WORK TO DO
Work out how many of the lines below contain the word "white", where case counts. Give only the number.

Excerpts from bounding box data
↓
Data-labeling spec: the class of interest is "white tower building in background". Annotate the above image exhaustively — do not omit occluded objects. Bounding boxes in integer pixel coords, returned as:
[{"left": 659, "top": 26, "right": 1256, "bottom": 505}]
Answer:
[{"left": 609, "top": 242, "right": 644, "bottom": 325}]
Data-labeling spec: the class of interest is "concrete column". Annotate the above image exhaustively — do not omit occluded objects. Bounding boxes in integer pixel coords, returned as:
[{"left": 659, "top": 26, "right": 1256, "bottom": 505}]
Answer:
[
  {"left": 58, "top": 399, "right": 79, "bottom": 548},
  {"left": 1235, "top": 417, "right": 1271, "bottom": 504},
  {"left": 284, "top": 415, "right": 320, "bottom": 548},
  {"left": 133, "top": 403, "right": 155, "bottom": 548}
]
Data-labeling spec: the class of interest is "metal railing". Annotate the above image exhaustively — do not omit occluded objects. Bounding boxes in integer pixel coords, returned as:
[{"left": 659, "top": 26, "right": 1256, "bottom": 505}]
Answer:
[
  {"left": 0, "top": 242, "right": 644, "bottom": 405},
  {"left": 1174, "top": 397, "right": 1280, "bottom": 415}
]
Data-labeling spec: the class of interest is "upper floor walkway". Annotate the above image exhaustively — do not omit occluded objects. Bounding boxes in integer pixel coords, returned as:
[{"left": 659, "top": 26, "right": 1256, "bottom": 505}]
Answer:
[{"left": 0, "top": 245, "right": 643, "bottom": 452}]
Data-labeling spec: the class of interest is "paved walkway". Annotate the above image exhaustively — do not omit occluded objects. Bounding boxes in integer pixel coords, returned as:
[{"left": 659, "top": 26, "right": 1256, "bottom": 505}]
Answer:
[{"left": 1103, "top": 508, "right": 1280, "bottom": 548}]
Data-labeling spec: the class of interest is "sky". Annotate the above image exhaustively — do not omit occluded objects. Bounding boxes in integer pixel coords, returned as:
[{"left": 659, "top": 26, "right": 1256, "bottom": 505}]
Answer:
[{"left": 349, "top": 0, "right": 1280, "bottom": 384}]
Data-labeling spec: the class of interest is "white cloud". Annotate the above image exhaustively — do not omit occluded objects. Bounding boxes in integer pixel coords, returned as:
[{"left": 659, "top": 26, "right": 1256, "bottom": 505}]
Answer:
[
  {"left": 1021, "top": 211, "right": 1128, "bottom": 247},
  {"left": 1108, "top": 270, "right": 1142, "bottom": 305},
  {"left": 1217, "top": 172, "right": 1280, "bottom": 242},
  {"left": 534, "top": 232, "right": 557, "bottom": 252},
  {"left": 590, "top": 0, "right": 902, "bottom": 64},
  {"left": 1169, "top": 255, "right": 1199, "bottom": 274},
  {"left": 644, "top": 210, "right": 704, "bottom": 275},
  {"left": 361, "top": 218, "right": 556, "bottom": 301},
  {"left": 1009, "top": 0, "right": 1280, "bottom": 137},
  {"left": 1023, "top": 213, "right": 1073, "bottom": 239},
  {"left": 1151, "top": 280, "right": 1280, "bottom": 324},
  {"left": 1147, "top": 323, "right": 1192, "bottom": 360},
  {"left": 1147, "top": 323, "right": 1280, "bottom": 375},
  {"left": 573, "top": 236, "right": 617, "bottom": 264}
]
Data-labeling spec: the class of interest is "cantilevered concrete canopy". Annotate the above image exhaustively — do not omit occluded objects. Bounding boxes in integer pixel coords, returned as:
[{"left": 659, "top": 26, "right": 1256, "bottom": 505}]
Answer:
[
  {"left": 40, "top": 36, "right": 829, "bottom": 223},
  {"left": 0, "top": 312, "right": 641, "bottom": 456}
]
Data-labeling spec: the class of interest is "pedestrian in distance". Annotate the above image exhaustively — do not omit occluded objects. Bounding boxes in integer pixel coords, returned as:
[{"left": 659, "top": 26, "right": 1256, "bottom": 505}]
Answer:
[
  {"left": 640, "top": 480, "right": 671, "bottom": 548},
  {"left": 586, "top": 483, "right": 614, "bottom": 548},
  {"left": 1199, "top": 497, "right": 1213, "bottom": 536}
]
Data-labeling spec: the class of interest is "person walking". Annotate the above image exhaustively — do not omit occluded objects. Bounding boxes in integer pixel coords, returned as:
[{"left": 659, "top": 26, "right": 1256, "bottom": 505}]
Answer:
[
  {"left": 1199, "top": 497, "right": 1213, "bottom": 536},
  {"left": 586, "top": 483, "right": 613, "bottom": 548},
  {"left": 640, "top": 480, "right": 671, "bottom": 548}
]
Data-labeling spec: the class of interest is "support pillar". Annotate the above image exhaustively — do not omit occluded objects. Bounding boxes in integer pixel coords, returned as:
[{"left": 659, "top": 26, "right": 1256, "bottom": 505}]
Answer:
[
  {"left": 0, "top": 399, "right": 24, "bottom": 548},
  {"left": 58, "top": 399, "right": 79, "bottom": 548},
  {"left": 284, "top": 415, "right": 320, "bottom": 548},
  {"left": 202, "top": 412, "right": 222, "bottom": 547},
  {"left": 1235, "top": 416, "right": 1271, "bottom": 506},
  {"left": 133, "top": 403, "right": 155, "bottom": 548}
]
↑
REPLY
2